> _Data lines_
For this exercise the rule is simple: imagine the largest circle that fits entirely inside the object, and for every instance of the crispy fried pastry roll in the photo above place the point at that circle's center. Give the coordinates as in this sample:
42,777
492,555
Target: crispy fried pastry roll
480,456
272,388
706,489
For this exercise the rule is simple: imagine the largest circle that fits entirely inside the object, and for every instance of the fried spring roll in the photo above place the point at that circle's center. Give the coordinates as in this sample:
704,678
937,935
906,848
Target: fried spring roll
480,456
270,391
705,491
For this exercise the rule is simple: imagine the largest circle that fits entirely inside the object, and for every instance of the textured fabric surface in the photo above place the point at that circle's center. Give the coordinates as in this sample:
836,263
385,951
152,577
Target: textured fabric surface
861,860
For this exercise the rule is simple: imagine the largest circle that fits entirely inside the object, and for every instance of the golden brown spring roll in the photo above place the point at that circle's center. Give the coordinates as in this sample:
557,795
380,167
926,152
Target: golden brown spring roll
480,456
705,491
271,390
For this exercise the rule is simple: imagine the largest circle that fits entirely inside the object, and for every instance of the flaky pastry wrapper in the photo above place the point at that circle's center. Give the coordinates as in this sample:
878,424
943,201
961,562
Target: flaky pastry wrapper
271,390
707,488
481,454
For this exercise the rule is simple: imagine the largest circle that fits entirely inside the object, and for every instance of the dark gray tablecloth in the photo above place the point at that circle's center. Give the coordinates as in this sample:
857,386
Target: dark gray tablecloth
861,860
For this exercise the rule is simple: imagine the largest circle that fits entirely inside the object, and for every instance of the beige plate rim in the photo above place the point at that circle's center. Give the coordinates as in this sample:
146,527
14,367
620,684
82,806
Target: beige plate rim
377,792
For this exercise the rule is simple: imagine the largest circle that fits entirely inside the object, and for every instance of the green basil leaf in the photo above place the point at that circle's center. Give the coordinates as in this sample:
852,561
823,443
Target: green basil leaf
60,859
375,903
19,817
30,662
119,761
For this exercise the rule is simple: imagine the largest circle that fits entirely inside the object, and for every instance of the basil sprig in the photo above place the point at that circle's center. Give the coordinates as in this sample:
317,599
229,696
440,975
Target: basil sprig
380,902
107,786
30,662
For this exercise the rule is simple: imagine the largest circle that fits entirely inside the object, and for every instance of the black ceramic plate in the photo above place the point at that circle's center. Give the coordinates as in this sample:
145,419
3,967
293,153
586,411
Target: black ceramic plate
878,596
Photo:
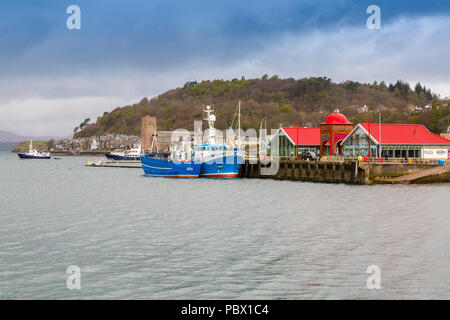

> _Job_
Copy out, word for word, the lines starting at the one that contains "of the black" and running through the last line, including both ends. Leave the pictures out of your answer.

> _Written reply_
For this exercise the rule is simple: imagine the largest circle that fits entirely inside the object, and for every instance of the black ceramic plate in the photo above place the point at that circle's center. Give the coordinates as in this sample:
145,419
3,967
293,153
586,411
Target: black ceramic plate
878,596
Photo:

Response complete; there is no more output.